[Information supplied — start]

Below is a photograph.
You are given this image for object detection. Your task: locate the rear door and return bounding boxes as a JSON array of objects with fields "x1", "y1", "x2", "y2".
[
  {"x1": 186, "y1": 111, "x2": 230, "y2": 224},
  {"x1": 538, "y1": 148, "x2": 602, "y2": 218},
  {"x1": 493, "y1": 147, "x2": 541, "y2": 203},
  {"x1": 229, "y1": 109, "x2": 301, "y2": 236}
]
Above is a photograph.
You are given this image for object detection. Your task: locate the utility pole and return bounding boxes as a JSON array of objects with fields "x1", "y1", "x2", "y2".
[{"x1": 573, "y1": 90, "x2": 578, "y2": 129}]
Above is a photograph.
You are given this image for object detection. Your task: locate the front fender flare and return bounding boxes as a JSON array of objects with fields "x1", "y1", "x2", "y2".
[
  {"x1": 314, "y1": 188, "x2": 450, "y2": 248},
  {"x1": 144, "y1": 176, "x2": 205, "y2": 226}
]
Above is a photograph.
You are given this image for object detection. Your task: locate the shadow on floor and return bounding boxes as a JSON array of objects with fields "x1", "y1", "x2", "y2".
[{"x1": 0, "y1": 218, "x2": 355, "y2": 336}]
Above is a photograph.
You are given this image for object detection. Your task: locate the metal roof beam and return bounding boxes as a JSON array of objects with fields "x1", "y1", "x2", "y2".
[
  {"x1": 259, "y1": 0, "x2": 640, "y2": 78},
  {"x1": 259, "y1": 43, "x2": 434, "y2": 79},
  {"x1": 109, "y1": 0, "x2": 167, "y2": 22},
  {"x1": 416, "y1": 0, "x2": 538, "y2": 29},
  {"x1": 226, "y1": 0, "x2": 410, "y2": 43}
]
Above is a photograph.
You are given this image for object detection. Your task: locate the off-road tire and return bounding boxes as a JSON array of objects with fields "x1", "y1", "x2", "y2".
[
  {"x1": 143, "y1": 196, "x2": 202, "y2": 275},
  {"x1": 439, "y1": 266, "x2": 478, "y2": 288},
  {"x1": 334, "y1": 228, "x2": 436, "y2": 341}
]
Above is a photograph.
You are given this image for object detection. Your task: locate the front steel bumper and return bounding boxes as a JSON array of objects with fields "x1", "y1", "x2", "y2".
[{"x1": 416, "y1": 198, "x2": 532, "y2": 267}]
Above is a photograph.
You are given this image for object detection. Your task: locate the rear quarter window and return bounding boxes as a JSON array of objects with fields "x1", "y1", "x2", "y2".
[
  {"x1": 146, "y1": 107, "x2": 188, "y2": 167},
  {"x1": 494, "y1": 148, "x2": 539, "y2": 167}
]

[Information supplied — finish]

• [Problem details]
Each line from the one with "the front steel" through the end of the entries above is to be returned word for word. Nothing else belongs in the answer.

• [Reply to the task]
You are given this image for object detection. Your task: locate the front steel bumper and return bounding boxes as a JSON array of objects with fields "x1", "y1", "x2", "y2".
[{"x1": 416, "y1": 198, "x2": 532, "y2": 267}]
Above is a photograph.
You are given this image for object detection. Your task: locate the rear quarter window and return bounding boxes as a JSON array of objects with fields "x1", "y1", "x2", "y2".
[
  {"x1": 146, "y1": 107, "x2": 188, "y2": 167},
  {"x1": 494, "y1": 148, "x2": 539, "y2": 167}
]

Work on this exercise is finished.